Directions:
Extract all lines that hold "return" from the records below.

### Data for the task

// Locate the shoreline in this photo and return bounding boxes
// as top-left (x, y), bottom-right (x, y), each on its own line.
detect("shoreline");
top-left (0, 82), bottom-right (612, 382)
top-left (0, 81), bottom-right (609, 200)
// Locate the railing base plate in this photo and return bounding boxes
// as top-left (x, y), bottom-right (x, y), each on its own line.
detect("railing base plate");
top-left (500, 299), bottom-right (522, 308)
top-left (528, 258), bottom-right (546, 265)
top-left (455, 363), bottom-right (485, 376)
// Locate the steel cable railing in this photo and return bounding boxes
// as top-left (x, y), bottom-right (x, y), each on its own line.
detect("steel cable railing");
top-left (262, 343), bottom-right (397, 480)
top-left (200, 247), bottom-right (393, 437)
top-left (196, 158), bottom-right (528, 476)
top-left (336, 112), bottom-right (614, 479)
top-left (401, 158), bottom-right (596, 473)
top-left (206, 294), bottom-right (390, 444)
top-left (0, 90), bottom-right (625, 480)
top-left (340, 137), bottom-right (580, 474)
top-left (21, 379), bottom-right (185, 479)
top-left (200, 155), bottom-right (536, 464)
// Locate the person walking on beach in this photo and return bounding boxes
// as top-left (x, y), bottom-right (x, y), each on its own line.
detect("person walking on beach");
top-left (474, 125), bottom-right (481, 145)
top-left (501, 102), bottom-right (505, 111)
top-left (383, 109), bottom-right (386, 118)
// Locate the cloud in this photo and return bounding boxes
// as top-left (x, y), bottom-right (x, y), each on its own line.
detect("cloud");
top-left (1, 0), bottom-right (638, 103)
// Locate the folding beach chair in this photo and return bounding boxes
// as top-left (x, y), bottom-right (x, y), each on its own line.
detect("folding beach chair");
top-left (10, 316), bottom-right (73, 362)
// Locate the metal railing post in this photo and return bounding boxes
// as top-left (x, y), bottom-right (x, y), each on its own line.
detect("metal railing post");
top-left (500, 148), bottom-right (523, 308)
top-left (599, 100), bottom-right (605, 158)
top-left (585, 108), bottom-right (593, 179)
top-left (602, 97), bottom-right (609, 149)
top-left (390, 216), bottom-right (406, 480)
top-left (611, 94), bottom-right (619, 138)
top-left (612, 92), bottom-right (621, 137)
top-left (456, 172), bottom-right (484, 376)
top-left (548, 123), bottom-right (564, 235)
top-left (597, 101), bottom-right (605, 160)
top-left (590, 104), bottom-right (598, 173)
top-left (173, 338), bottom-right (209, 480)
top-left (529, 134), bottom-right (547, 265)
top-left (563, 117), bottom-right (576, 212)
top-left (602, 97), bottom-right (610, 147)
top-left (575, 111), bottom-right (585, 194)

######

Answer:
// Locate the shoreline in this photo and return bounding boxes
// Locate the railing base plate in this photo and return bounding boxes
// Locate the steel cable railing in this photo and return bounding boxes
// Locate the person walking on beach in this photo and return bounding boxes
// Locate the cloud in this photo and return bounding boxes
// Locate the folding beach chair in this photo and return bounding boxes
// Locate the metal railing post in this photo and return bounding boxes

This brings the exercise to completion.